>> Begin

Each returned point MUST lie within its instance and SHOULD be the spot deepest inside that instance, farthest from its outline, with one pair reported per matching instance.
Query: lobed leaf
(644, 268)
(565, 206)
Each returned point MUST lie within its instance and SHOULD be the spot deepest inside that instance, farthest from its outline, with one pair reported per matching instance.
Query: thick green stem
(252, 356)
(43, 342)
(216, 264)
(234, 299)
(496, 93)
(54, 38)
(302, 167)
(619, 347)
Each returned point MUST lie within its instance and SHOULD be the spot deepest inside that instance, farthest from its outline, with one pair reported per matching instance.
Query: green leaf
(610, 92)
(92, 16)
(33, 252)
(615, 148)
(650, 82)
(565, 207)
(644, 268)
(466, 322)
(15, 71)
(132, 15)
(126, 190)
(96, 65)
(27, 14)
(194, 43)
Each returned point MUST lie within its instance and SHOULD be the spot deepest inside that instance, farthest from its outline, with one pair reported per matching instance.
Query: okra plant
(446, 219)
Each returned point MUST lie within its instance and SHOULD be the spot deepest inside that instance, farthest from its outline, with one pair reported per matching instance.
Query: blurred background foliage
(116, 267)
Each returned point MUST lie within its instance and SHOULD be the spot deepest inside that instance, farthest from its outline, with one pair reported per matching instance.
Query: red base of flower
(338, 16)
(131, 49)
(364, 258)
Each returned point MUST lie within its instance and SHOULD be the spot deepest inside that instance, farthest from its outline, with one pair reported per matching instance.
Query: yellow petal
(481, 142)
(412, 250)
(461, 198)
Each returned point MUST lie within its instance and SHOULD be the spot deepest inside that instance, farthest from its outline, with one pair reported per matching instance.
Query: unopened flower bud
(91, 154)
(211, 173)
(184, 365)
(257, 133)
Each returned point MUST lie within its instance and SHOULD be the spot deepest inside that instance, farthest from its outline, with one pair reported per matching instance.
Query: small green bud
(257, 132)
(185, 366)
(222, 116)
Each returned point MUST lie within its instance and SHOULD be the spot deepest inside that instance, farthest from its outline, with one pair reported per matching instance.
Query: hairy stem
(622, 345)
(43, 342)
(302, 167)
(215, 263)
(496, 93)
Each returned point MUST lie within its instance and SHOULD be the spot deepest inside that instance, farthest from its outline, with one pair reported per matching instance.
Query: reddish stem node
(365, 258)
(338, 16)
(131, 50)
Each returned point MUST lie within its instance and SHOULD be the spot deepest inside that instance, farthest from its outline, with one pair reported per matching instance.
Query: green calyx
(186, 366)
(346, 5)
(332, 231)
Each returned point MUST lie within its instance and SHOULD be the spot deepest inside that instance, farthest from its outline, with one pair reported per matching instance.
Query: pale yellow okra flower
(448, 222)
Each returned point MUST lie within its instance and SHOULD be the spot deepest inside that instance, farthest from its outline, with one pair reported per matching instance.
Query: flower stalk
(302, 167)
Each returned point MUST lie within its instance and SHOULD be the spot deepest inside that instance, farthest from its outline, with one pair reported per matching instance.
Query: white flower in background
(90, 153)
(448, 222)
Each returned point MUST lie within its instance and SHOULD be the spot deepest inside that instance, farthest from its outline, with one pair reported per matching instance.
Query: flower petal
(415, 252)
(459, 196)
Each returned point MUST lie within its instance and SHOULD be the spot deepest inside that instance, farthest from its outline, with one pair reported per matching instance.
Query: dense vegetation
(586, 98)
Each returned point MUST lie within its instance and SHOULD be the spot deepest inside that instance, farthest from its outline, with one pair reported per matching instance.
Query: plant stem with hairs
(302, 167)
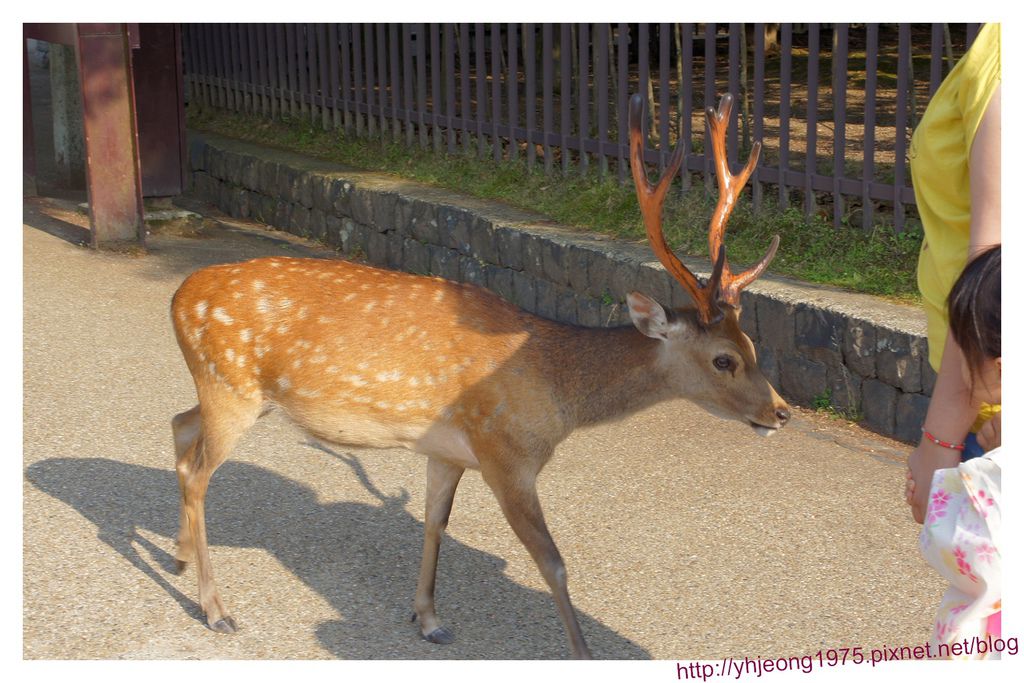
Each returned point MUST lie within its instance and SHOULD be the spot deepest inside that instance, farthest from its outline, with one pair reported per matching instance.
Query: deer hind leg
(516, 493)
(442, 479)
(217, 424)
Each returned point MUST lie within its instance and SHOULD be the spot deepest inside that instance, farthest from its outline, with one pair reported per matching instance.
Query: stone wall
(865, 355)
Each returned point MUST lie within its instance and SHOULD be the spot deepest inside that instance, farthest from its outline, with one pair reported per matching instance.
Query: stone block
(879, 406)
(382, 207)
(376, 247)
(340, 196)
(500, 282)
(845, 388)
(910, 412)
(524, 291)
(250, 173)
(547, 299)
(802, 380)
(395, 250)
(589, 311)
(317, 224)
(819, 333)
(268, 183)
(482, 242)
(443, 262)
(749, 314)
(299, 222)
(858, 347)
(554, 260)
(454, 228)
(768, 363)
(565, 306)
(509, 242)
(417, 257)
(471, 271)
(197, 155)
(776, 328)
(898, 359)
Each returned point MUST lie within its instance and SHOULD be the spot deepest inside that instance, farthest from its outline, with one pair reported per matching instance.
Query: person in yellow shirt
(955, 168)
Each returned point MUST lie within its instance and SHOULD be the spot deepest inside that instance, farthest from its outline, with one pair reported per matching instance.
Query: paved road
(684, 536)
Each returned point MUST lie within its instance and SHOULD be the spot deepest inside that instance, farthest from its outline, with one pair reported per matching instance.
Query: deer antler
(729, 187)
(651, 199)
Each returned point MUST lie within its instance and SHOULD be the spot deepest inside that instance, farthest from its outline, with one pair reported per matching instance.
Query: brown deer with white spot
(360, 356)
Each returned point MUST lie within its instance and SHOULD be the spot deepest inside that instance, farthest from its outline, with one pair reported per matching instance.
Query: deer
(360, 356)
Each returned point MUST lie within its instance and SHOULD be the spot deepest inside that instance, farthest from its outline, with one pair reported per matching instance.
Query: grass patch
(880, 262)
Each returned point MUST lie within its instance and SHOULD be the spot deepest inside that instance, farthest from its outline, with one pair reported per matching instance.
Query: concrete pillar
(69, 133)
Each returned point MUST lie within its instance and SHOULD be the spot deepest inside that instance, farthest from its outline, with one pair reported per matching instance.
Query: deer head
(711, 358)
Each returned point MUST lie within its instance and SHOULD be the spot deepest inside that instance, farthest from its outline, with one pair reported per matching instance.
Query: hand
(990, 433)
(924, 461)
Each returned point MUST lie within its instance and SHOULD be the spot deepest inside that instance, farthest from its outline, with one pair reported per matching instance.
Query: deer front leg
(516, 492)
(442, 479)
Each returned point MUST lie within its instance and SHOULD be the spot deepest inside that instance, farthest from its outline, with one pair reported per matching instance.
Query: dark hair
(975, 309)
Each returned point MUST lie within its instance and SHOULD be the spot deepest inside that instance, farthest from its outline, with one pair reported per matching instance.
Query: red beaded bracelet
(938, 441)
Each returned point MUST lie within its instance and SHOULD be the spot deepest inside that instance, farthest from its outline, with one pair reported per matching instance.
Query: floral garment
(961, 540)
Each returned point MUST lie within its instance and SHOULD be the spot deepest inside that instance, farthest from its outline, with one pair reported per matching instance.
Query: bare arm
(951, 412)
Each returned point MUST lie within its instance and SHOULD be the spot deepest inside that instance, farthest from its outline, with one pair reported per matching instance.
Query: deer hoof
(225, 625)
(440, 636)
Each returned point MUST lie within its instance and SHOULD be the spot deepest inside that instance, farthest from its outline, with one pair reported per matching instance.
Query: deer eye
(723, 363)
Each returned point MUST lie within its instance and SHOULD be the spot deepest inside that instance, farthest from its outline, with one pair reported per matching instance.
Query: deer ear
(647, 315)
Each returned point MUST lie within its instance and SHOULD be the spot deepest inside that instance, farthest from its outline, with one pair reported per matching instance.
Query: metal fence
(834, 104)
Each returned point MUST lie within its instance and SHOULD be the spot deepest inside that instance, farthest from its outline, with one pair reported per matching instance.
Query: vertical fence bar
(480, 79)
(395, 99)
(733, 130)
(643, 81)
(464, 96)
(757, 188)
(840, 60)
(548, 77)
(686, 99)
(450, 83)
(270, 65)
(664, 107)
(305, 93)
(811, 166)
(710, 69)
(325, 84)
(293, 108)
(601, 96)
(407, 79)
(245, 68)
(347, 97)
(359, 92)
(513, 86)
(383, 88)
(436, 96)
(870, 88)
(369, 47)
(312, 80)
(421, 82)
(784, 76)
(333, 45)
(529, 61)
(622, 100)
(902, 85)
(496, 87)
(583, 102)
(565, 93)
(935, 73)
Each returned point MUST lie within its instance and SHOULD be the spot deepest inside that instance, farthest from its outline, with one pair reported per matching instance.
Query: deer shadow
(361, 559)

>> End

• _Challenge_: Report every line in the lines above that contains the word "petal", copying each one in full.

• _The output_:
Query: yellow petal
Query: flower petal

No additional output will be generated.